━━━ Text provided
In the past five years Alzheimer's disease has become a household word. With the recognition of the dementing illnesses has come a better understanding of their effect on the patient and on the patient's family. We are developing new skills in helping both patients and families. We know more about the role of medication in adding to a patient's confusion, and we have become much more sophisticated about the need for a diagnostic workup. Ten dementia centers have been designated, and they are already involved in research into the basic biochemical characteristics of the illness. What then are some of the challenges for the next decade? What questions should we be asking ourselves?
Of course, the developing research offers great promise, but it may be that we will still be faced with the challenges of caring for Alzheimer's patients for some time. To do this well, good health service delivery research is urgently needed.
Do victims of Alzheimer's disease or their families need different services than do other elderly persons with disabling conditions? These patients require constant supervision. They are often ambulatory and yet have poor judgment. They have limited ability to attend to or remember instructions. Do these and other characteristics mean that services for them must be different? Or are good skills in patient care much the same for all of the chronic disabling illnesses of late life?
Related to this question is the question, Are these patients more difficult for care givers than persons who are disabled but not cognitively impaired? Care giver organizations sometimes make this claim. Is the mental disability harder for families to bear? Studies are needed to compare the care tasks and the experience of burden by diagnosis.
What is the standard of the best possible care in any setting? What can we expect to see in a good setting? Are some kinds of care these patients receive actually improving their function or are those patients who show improvement easier patients to begin with? Is there anything that can be done for these patients, and if so, which ones?
Should patients be sent to day care? Which patients are most likely to benefit from day care? Which activities work best with these patients? At present the answers are confusing. Some day care centers have a waiting list, others are in danger of closing for lack of participants. A high percent of people with dementia drop out of day care after a few days, but anyone who visits a day care program that serves people with dementia will enthusiastically report on how well some patients do. How can we predict which patients will do well?
For those patients who need a fulltime residential setting, what is the best choice? Is traditional nursing home care the best answer? After all, nursing homes have a long history of caring for these people. Can modifications be made in residential care that makes it better for these patients? At present nursing homes are trying a variety of changes and reporting that their residents are doing well.
Also important are the questions of how much these forms of care will cost and who will pay for them. If special types of care are developed such as in home respite, short-term residential respite, boarding homes, or special programs within day care or nursing homes, what sort of standards should be established for quality of care?
At present, these are questions that, for the most part, have no answers. Clinical experience is generating a variety of ideas, some of which are contradictory. Our next step is to try these ideas with other patients and other staff, to compare groups of patients, and to document changes.
The questions posed are just a few of those that face us as we move into the next decade of care of the dementia victim. They offer exciting possibilities to those interested in quality patient care as well as to those interested in research.
━━━━━━
Required actions
a – According to the piece on Alzheimer's care, how many dementia centers have been designated?
b – Decide whether each statement agrees with the piece on Alzheimer's care: (i) A high percent of people with dementia leave day care after a few days. (ii) Nursing homes are a new form of care for these patients. (iii) Every day care center has a waiting list.
c – Rewrite the piece on Alzheimer's care from "In the past" down to "be asking ourselves?", changing "household word" to "familiar term".
The material that comes next is from a separate source.
━━━ Supplied information
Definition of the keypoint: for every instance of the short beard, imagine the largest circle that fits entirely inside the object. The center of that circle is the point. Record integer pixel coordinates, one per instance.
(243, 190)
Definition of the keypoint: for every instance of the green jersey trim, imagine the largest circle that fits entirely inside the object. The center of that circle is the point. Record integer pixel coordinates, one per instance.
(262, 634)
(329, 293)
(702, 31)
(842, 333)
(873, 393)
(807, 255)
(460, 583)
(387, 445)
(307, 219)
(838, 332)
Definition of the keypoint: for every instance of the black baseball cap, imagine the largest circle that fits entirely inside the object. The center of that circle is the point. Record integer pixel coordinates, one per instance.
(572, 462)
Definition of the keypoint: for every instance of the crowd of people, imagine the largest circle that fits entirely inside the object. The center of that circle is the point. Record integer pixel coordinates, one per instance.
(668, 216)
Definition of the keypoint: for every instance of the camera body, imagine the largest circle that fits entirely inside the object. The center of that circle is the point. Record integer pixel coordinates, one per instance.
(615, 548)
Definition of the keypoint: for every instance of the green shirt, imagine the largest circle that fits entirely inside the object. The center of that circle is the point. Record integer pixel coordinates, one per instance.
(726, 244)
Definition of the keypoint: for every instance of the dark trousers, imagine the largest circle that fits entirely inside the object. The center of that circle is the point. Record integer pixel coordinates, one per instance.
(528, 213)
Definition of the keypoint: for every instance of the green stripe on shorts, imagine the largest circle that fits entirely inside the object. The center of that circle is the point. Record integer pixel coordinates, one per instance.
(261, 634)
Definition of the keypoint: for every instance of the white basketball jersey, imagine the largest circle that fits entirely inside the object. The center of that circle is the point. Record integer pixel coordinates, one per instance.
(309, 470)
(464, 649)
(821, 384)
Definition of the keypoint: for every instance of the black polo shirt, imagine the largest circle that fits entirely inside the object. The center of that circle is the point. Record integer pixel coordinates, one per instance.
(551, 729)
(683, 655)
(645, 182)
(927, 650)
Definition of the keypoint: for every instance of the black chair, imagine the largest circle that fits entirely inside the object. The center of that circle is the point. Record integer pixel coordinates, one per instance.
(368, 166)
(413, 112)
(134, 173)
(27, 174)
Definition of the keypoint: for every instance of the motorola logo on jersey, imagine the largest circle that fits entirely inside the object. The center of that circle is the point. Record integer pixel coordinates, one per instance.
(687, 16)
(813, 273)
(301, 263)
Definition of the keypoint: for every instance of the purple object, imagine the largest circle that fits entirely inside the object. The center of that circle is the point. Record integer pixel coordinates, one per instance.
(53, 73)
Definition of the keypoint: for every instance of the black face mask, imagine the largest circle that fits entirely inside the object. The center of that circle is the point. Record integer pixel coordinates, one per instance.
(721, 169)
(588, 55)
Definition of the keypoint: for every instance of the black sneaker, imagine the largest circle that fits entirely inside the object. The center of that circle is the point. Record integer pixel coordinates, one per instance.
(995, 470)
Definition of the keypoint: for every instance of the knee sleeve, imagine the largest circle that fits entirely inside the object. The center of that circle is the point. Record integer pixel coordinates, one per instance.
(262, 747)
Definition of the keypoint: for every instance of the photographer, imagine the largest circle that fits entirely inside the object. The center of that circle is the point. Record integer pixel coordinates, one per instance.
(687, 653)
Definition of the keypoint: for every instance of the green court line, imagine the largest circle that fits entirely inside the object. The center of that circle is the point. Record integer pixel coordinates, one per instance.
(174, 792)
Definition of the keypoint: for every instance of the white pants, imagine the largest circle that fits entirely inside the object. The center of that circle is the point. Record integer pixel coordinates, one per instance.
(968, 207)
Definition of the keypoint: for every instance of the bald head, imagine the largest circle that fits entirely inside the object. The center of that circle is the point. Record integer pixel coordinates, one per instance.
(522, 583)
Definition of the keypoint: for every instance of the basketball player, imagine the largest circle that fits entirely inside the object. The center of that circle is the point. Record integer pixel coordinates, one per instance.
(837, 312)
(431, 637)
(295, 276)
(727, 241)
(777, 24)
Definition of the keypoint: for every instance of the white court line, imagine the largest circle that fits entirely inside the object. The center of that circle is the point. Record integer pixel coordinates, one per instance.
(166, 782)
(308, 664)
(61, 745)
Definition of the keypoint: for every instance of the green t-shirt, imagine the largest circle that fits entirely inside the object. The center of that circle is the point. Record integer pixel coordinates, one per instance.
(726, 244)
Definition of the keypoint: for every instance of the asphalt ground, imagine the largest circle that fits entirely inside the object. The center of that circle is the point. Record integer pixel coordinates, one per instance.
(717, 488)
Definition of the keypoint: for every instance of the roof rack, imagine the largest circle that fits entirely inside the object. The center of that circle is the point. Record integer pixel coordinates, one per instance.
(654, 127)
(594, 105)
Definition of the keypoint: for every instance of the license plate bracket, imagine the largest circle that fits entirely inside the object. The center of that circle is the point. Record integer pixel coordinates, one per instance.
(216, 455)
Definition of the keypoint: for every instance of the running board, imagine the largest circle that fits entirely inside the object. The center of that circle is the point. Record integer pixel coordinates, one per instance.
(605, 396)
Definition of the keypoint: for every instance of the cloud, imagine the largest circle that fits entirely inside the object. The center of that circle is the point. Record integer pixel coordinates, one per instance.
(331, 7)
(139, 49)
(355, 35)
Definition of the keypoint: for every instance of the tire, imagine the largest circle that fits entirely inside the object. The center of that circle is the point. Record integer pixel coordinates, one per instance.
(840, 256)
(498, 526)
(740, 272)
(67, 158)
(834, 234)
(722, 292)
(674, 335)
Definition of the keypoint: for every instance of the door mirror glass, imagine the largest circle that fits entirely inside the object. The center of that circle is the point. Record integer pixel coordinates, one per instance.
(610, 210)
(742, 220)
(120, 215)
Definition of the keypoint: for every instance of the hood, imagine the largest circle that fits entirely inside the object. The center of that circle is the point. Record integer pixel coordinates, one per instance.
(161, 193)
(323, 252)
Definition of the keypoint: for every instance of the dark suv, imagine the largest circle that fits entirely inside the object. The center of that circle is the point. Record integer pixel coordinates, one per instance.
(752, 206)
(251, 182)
━━━━━━
━━━ Supplied information
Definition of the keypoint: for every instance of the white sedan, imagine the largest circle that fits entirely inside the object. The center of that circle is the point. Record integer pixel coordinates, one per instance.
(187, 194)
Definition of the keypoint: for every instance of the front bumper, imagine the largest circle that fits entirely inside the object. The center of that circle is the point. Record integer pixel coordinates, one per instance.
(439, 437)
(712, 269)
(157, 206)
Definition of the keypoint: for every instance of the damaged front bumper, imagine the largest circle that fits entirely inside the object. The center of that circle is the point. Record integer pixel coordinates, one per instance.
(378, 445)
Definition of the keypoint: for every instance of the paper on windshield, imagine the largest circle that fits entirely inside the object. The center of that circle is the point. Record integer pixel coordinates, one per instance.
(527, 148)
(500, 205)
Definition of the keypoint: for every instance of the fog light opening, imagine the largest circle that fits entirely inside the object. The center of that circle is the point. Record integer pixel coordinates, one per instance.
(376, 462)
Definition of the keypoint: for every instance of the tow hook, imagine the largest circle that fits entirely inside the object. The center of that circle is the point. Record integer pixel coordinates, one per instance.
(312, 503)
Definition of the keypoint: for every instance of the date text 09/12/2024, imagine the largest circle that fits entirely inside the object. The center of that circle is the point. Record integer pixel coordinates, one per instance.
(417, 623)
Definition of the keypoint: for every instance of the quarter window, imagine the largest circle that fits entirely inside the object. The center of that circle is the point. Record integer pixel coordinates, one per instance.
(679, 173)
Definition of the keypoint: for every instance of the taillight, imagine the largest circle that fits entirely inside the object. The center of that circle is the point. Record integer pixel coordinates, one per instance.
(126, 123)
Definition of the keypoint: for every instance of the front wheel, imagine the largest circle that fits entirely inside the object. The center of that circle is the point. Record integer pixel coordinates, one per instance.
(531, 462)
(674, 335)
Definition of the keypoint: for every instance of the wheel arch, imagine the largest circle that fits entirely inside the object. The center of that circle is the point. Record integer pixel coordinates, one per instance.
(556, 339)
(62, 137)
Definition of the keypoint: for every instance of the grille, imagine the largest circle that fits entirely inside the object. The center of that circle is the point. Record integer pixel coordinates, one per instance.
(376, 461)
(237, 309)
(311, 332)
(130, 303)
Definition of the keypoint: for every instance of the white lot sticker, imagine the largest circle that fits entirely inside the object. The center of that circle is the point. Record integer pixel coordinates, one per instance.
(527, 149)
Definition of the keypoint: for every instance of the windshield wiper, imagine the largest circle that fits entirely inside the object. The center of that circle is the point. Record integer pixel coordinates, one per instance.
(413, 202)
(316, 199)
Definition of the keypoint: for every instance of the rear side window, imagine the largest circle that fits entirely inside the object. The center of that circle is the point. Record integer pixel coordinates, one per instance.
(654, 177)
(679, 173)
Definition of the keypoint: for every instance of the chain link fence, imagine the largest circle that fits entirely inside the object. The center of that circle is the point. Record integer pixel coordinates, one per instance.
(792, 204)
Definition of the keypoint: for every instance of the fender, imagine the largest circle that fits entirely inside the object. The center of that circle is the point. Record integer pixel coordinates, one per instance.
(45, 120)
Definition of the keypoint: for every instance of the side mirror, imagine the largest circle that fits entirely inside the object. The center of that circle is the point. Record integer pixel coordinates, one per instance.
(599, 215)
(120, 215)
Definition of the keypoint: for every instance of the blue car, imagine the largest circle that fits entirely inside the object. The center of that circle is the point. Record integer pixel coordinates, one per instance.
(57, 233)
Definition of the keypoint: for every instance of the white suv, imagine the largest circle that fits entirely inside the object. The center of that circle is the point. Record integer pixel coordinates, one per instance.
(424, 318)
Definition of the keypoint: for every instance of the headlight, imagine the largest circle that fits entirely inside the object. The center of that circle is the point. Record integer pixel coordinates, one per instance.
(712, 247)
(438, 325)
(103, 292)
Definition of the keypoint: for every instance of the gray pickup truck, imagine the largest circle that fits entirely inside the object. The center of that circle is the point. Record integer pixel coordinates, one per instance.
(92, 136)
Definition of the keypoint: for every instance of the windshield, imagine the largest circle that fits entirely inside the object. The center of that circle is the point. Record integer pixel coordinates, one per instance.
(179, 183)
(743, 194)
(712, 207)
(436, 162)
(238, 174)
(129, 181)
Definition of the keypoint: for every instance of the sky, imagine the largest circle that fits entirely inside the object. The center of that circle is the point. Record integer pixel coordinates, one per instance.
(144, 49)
━━━━━━
━━━ Supplied information
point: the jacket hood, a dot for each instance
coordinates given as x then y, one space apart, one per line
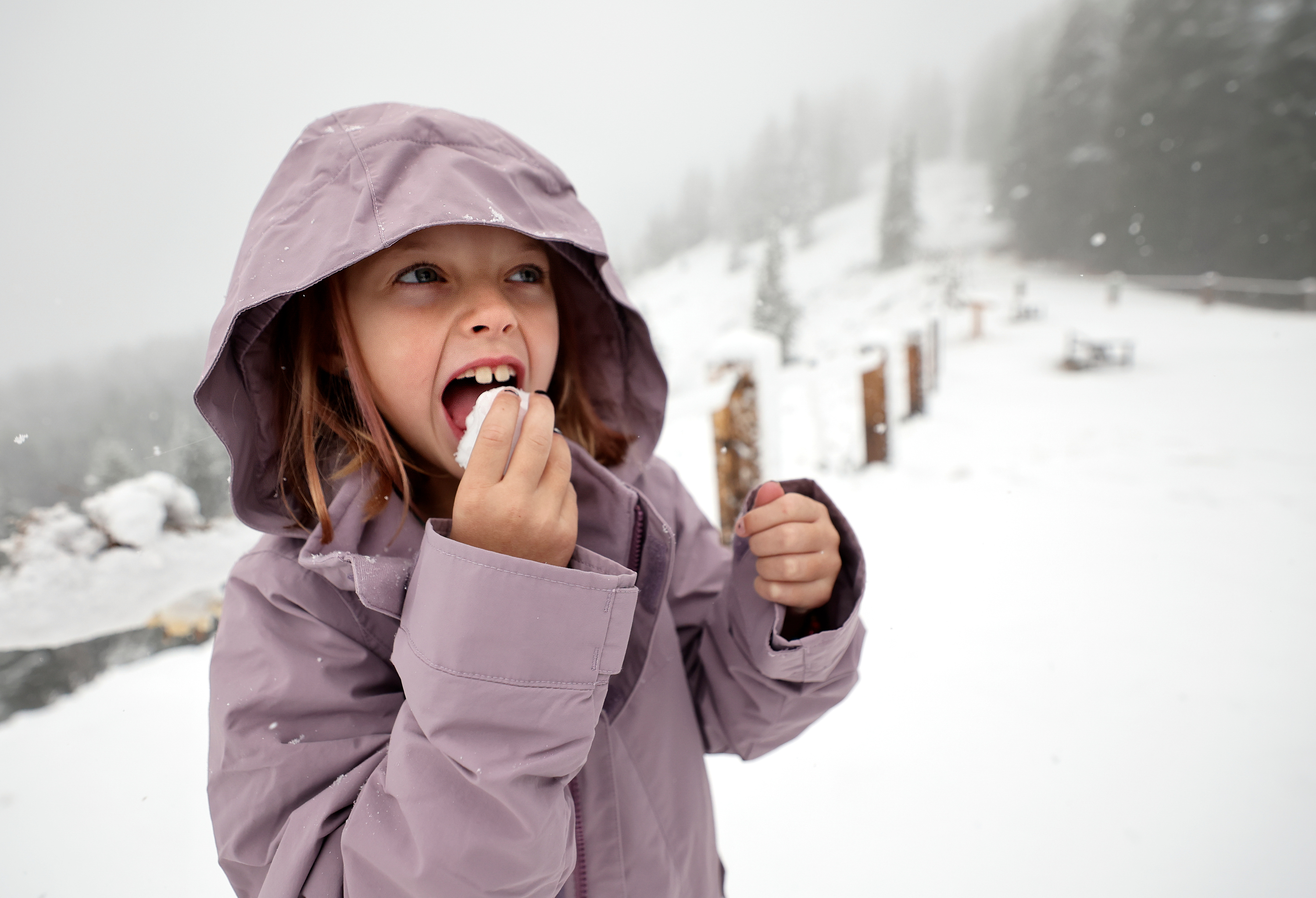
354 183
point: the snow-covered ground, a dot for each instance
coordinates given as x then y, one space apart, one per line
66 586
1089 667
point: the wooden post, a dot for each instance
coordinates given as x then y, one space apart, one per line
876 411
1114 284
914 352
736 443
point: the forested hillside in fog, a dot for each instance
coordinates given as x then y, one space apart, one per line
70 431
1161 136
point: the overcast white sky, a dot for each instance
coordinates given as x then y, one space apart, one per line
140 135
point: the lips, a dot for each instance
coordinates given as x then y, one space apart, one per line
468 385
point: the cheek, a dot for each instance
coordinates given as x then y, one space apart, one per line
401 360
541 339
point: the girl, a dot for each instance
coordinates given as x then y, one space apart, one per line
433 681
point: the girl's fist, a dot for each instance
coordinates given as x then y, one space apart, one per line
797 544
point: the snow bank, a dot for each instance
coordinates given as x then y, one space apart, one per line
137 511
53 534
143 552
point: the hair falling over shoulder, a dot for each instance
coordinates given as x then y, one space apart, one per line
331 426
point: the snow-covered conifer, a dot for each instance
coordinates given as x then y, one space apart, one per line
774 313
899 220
━━━━━━
Solutions for each task
a – Ten

b –
(i) Yes: "A high percent of people with dementia drop out of day care after a few days"
(ii) No: "nursing homes have a long history of caring for these people"
(iii) No: "Some day care centers have a waiting list, others are in danger of closing for lack of participants"

c –
In the past five years Alzheimer's disease has become a familiar term. With the recognition of the dementing illnesses has come a better understanding of their effect on the patient and on the patient's family. We are developing new skills in helping both patients and families. We know more about the role of medication in adding to a patient's confusion, and we have become much more sophisticated about the need for a diagnostic workup. Ten dementia centers have been designated, and they are already involved in research into the basic biochemical characteristics of the illness. What then are some of the challenges for the next decade? What questions should we be asking ourselves?